Input rows.
▼
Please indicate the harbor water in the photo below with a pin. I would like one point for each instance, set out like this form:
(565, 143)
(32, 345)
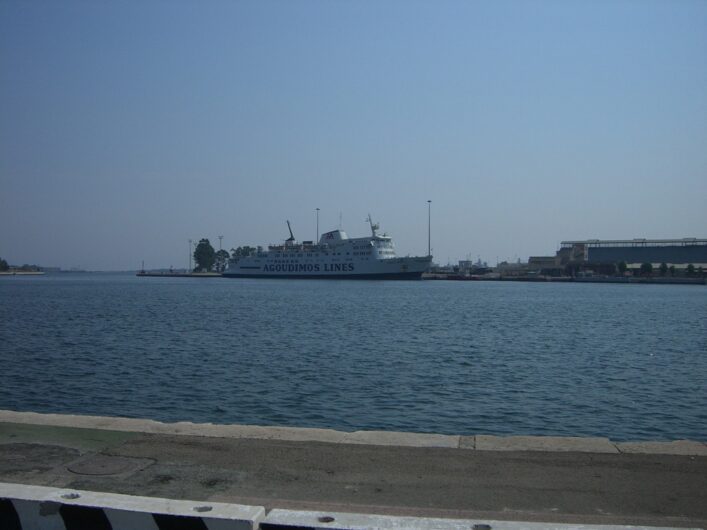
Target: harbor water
(624, 361)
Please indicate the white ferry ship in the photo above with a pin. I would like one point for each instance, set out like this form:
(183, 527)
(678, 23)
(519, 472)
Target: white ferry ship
(335, 256)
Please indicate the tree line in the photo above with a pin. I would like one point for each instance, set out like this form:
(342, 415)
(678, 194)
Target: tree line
(207, 259)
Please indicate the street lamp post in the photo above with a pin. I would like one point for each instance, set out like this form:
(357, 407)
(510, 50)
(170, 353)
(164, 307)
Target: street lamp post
(189, 269)
(429, 231)
(317, 240)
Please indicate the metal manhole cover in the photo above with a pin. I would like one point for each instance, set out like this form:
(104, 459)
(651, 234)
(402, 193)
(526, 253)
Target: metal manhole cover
(108, 465)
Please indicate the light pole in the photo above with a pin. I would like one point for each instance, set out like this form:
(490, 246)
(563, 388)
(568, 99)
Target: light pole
(317, 240)
(429, 231)
(189, 269)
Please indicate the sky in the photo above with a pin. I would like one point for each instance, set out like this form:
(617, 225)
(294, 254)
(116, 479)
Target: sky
(128, 128)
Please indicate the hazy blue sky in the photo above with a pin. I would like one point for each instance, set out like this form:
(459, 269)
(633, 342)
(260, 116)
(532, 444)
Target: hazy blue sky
(127, 128)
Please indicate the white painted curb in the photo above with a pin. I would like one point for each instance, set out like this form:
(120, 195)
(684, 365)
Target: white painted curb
(42, 508)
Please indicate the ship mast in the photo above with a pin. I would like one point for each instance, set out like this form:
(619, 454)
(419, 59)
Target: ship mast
(291, 239)
(374, 227)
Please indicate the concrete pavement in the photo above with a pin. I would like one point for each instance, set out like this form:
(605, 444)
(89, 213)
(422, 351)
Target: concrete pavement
(578, 480)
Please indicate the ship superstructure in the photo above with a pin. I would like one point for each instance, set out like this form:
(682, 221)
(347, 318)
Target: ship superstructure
(334, 256)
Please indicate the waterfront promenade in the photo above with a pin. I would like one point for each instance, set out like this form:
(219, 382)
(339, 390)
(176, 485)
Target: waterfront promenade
(571, 480)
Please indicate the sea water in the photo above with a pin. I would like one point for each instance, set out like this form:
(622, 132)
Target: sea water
(624, 361)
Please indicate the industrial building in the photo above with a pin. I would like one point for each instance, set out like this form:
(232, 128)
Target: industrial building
(678, 252)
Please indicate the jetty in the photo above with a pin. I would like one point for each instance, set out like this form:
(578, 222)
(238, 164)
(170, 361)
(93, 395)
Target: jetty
(326, 476)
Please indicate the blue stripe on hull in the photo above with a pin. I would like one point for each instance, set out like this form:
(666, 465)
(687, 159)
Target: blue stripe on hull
(381, 276)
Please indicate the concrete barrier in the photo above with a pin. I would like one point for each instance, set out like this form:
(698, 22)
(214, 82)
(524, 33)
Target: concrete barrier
(25, 507)
(40, 508)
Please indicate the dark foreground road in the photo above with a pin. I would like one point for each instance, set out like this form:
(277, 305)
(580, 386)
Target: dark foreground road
(462, 481)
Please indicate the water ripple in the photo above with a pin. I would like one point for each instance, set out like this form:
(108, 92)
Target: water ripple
(622, 361)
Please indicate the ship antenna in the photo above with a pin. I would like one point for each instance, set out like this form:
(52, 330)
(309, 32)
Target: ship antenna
(374, 227)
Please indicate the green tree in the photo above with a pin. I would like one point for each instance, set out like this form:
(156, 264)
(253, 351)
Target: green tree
(242, 252)
(221, 260)
(646, 269)
(204, 256)
(621, 265)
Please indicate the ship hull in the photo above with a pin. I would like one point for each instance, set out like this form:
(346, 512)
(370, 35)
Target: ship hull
(363, 276)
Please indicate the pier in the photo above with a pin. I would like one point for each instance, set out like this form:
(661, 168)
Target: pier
(588, 481)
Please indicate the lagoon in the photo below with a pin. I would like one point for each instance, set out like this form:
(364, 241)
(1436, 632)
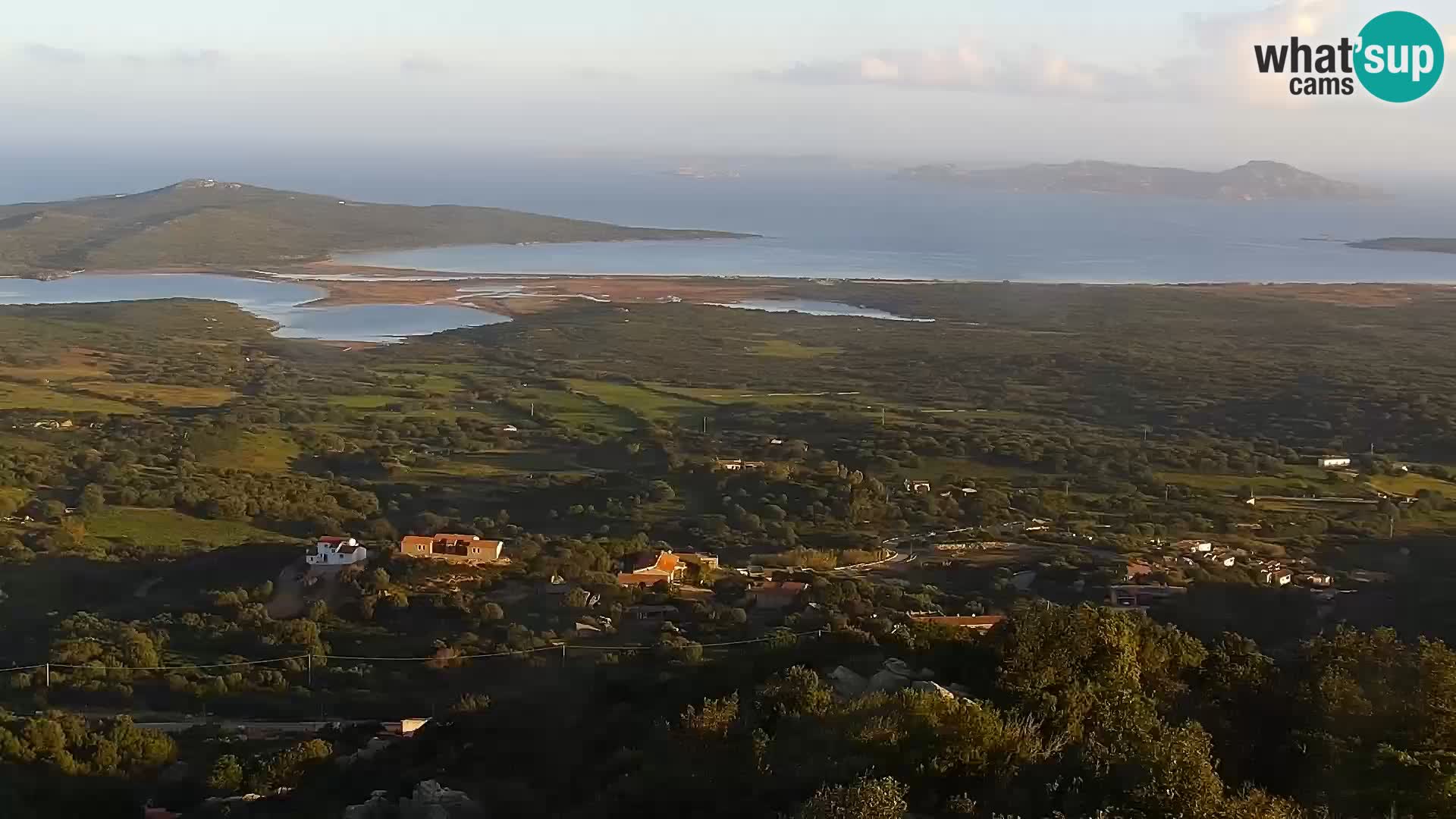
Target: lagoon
(286, 303)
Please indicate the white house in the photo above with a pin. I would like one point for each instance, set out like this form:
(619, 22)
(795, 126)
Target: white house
(337, 551)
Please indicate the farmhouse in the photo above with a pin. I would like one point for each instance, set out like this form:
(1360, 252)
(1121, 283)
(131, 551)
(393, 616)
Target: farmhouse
(648, 569)
(337, 551)
(737, 464)
(981, 623)
(704, 560)
(455, 548)
(777, 595)
(1276, 576)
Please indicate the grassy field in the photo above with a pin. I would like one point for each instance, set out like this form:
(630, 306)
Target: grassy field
(367, 401)
(580, 411)
(495, 464)
(31, 397)
(60, 366)
(723, 397)
(1264, 484)
(165, 529)
(159, 394)
(1411, 483)
(270, 450)
(785, 349)
(647, 404)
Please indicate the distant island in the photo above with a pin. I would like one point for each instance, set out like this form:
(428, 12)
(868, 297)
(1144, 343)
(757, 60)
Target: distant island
(213, 223)
(1408, 243)
(1251, 181)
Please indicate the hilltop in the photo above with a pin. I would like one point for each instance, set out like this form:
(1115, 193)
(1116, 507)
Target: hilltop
(1251, 181)
(212, 223)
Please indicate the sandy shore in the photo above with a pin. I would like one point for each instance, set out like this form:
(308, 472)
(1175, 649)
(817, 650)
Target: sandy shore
(516, 295)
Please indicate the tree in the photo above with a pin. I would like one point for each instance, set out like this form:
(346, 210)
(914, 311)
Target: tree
(53, 510)
(92, 500)
(862, 799)
(226, 774)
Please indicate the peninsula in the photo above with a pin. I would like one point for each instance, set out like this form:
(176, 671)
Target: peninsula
(207, 223)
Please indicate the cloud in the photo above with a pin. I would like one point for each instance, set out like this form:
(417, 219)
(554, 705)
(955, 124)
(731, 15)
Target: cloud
(42, 53)
(421, 66)
(973, 66)
(200, 57)
(1218, 63)
(191, 57)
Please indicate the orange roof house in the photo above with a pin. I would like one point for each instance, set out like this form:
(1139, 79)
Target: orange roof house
(455, 548)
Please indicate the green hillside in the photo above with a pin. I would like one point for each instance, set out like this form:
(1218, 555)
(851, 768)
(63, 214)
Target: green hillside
(209, 223)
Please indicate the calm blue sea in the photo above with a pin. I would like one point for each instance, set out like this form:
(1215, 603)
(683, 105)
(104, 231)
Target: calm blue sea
(284, 303)
(826, 219)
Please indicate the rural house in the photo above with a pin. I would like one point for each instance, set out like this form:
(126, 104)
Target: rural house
(981, 623)
(648, 569)
(337, 551)
(775, 594)
(455, 548)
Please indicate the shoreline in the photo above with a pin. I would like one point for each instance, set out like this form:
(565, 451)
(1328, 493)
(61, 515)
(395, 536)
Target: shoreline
(529, 293)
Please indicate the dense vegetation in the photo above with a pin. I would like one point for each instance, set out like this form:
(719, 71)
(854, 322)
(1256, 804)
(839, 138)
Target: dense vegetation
(164, 466)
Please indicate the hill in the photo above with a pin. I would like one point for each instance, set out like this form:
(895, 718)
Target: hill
(210, 223)
(1247, 183)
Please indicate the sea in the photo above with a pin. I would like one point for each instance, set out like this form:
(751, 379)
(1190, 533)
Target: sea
(816, 219)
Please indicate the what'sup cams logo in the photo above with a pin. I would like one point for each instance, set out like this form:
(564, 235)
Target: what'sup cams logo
(1398, 57)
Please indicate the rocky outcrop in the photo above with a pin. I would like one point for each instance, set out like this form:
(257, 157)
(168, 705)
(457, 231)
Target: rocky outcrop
(430, 800)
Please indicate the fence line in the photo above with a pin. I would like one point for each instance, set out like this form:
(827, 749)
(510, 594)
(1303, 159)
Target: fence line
(563, 648)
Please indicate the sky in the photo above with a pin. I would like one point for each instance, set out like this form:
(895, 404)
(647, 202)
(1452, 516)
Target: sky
(982, 82)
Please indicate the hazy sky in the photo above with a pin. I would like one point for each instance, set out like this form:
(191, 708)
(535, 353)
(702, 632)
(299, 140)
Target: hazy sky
(913, 80)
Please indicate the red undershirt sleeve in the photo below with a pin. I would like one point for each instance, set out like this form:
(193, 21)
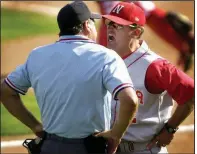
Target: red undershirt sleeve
(162, 75)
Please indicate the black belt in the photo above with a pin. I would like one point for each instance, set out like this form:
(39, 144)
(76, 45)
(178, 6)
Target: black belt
(64, 139)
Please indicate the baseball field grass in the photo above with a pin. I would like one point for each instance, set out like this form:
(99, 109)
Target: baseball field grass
(18, 24)
(10, 125)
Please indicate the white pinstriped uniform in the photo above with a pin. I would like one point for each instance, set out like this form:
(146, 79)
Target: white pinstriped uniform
(154, 109)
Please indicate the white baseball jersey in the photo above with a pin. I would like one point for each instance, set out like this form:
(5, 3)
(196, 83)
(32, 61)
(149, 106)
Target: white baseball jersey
(72, 80)
(154, 109)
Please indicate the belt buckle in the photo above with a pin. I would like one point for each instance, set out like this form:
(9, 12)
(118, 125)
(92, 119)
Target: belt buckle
(127, 146)
(131, 145)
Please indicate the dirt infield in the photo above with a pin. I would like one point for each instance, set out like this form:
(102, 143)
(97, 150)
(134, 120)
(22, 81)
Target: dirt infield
(15, 52)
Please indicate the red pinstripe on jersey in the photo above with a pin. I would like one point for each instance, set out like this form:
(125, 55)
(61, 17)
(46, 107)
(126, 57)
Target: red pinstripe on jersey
(120, 87)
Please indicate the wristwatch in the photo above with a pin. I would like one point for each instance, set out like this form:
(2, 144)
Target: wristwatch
(170, 129)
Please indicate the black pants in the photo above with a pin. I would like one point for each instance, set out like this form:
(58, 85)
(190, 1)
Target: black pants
(58, 145)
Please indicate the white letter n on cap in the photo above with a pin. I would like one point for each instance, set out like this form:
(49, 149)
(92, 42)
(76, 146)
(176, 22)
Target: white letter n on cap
(117, 9)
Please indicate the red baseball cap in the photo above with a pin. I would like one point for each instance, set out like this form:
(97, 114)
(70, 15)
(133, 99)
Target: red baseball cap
(127, 13)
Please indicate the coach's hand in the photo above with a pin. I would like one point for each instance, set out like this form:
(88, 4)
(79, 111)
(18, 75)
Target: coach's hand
(113, 141)
(162, 139)
(38, 130)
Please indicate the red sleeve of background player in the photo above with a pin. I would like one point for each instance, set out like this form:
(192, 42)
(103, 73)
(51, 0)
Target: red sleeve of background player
(162, 75)
(159, 24)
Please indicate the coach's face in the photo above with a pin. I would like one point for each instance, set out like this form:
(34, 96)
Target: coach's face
(118, 36)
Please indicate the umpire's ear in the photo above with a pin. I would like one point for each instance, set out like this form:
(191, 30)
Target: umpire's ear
(87, 27)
▲
Copy out, word for word, everything from the line containing "Please indicate the coach's face" down to the end of the records.

Task solution.
Please indicate the coach's face in the photo above with a pin. I would like one point for each instance, set out like this form:
(34, 96)
Target: coach's face
(118, 36)
Please indicate the umpire's ear in the photo above with a pin. I would like one point for each instance, set out like this form:
(191, 30)
Target: umpire's ear
(87, 27)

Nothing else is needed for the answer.